- **DATA SHOWN**
+++++

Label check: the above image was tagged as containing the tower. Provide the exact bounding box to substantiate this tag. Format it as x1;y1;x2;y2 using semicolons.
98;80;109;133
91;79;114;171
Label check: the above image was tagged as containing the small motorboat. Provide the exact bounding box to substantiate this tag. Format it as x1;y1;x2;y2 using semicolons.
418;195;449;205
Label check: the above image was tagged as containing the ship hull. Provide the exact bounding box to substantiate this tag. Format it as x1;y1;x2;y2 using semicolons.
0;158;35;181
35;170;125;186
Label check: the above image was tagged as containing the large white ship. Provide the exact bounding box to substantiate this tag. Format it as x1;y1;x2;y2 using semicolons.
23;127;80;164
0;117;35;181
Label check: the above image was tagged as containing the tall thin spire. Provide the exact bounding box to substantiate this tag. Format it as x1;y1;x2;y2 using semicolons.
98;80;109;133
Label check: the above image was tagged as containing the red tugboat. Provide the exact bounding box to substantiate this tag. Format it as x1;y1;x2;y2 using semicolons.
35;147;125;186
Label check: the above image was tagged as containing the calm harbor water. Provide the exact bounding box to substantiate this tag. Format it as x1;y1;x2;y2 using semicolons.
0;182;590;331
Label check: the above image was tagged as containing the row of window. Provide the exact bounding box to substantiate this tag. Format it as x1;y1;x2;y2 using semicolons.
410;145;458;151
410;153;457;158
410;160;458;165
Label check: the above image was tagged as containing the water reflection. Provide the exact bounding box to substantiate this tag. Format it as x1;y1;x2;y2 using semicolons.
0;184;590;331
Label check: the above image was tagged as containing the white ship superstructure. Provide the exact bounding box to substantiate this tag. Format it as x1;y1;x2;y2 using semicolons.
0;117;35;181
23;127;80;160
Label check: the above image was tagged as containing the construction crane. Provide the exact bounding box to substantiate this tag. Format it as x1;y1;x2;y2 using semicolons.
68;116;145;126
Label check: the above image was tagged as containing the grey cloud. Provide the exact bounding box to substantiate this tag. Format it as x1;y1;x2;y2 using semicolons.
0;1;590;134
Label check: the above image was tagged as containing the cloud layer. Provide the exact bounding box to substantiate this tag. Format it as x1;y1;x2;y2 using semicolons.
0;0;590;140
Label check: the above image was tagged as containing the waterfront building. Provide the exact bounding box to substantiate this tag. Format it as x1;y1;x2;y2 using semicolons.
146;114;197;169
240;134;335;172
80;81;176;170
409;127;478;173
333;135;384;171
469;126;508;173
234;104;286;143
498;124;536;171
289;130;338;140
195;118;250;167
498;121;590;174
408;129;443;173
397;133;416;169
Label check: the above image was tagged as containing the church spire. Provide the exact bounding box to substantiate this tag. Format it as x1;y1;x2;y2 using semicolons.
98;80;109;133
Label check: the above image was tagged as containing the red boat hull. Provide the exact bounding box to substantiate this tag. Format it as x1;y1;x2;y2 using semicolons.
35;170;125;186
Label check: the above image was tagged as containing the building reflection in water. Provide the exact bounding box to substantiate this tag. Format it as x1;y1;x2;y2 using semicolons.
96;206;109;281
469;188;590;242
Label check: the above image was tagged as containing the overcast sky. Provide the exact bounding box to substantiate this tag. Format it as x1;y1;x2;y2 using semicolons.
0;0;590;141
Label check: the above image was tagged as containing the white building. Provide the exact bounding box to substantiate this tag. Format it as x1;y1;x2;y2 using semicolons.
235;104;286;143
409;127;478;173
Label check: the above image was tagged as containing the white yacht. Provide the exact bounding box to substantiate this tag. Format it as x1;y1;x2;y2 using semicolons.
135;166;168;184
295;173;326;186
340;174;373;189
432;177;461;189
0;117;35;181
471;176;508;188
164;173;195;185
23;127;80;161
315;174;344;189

+++++

- **TO DO**
Render every line of the listing above as a Markdown table with the columns "Row" and "Line", numbering the rows and omitting any blank lines.

- **SOLUTION FOR THIS EXERCISE**
| Row | Line |
|---|---|
| 1 | Label check: the above image was tagged as containing the tower. Provide the exact bounding box to substantiate this tag. Format it as x1;y1;x2;y2 using semicolons. |
| 2 | 98;80;109;133 |
| 3 | 91;79;114;171 |
| 4 | Label check: the above image was tagged as containing the small motorboat. Provide the exact bounding box to substantiate this tag. Format it as x1;y1;x2;y2 using semicolons. |
| 5 | 418;195;449;205 |
| 6 | Label check: the above image was tagged as containing the ship hull. Provide the exact bounding box to substantiate this tag. Format it as x1;y1;x2;y2 using semicolons. |
| 7 | 0;158;35;181 |
| 8 | 35;170;125;186 |
| 9 | Label check: the above image was tagged as containing the large white ship. Provide the exact bounding box to substantiate this tag. Format it as x1;y1;x2;y2 using semicolons. |
| 10 | 23;127;80;164 |
| 11 | 0;117;35;181 |
| 12 | Label check: the above image was tagged as containing the tall thin spire. Provide the exact bounding box to substantiate this tag. Format it as x1;y1;x2;y2 using semicolons. |
| 13 | 98;80;109;133 |
| 14 | Label check: the above image was tagged as containing the red tugboat. Provide the exact bounding box to substantiate this tag. Format it as x1;y1;x2;y2 using semicolons. |
| 15 | 35;147;125;186 |
| 16 | Label check: the above image was tagged as containing the calm harbor water. Provide the exact bounding box to substantiate this tag. Format it as x1;y1;x2;y2 using semicolons. |
| 17 | 0;182;590;331 |
| 18 | Label check: the above image was tagged as containing the row of window. Provide the exact bounding box to substantiate this tag. Format it as x1;y1;x2;y2 using semicolons. |
| 19 | 410;145;458;151 |
| 20 | 410;153;457;158 |
| 21 | 410;160;458;165 |
| 22 | Label check: the above image was tagged as containing the water reflection. Provide the exact bounding box to substantiate this tag. Format it as x1;y1;x2;y2 using semicolons. |
| 23 | 0;184;590;331 |
| 24 | Label check: the above image was tagged as containing the white ship superstructure. Provide the exact bounding box to substantiate this tag. Format it as x1;y1;x2;y2 using semicolons. |
| 25 | 0;117;35;181 |
| 26 | 23;127;80;160 |
| 27 | Label check: the above image was tagged as containing the construction crane. Provide the exact bounding box to substantiate this tag. Format it as x1;y1;x2;y2 using semicolons. |
| 28 | 68;116;145;126 |
| 29 | Label check: the above image was tagged as containing the grey cloud. Provide the exact bounding box to substantiate this tag. Format it as x1;y1;x2;y2 using semicolons. |
| 30 | 0;1;590;134 |
| 31 | Label check: the above image was tagged as containing the cloud layer. Provide the exact bounding box to substantiate this tag. Format it as x1;y1;x2;y2 using semicolons. |
| 32 | 0;0;590;140 |
| 33 | Label check: the above image was tagged as containing the waterfront building. Provide the exact bounding box to substantiate this tag. Format it as x1;y1;x2;y2 using semicolons. |
| 34 | 146;114;197;169 |
| 35 | 240;134;335;172 |
| 36 | 80;81;176;170 |
| 37 | 409;127;478;173 |
| 38 | 333;135;384;171 |
| 39 | 469;126;508;173 |
| 40 | 234;104;286;143 |
| 41 | 498;124;536;171 |
| 42 | 289;130;338;140 |
| 43 | 195;118;250;167 |
| 44 | 498;121;590;174 |
| 45 | 408;129;443;173 |
| 46 | 397;133;416;169 |
| 47 | Label check: the above image was tagged as containing the church spire. Provide the exact bounding box to substantiate this tag. Format it as x1;y1;x2;y2 using semicolons. |
| 48 | 98;80;109;133 |
| 49 | Label check: the above image was tagged as containing the red boat hull. Provide the exact bounding box to substantiate this tag. Format it as x1;y1;x2;y2 using semicolons. |
| 50 | 35;170;125;186 |
| 51 | Label check: the above image was tagged as containing the building reflection in water. Provide the exact bounding box to substantiate this tag. Format it as x1;y1;x2;y2 using semicolons. |
| 52 | 96;206;109;281 |
| 53 | 469;188;590;242 |
| 54 | Label check: the above image was tagged as containing the overcast sky. Provide the exact bounding box to substantiate this tag. Format it as x1;y1;x2;y2 using semicolons. |
| 55 | 0;0;590;141 |
| 56 | Label check: the above image was tagged as containing the white building. Provide the exact bounding box to substantiate this tag. Format it as x1;y1;x2;y2 using semicolons. |
| 57 | 235;104;286;143 |
| 58 | 409;127;478;173 |
| 59 | Label check: the above image was tagged as containing the white yacht. Provide the exact bounding box to substantiate this tag. Format it as x1;y1;x2;y2 using semicolons. |
| 60 | 135;166;168;184 |
| 61 | 295;173;326;186 |
| 62 | 340;174;373;189 |
| 63 | 432;177;461;189 |
| 64 | 0;117;35;181 |
| 65 | 471;176;508;188 |
| 66 | 164;173;195;185 |
| 67 | 23;127;80;161 |
| 68 | 315;174;344;189 |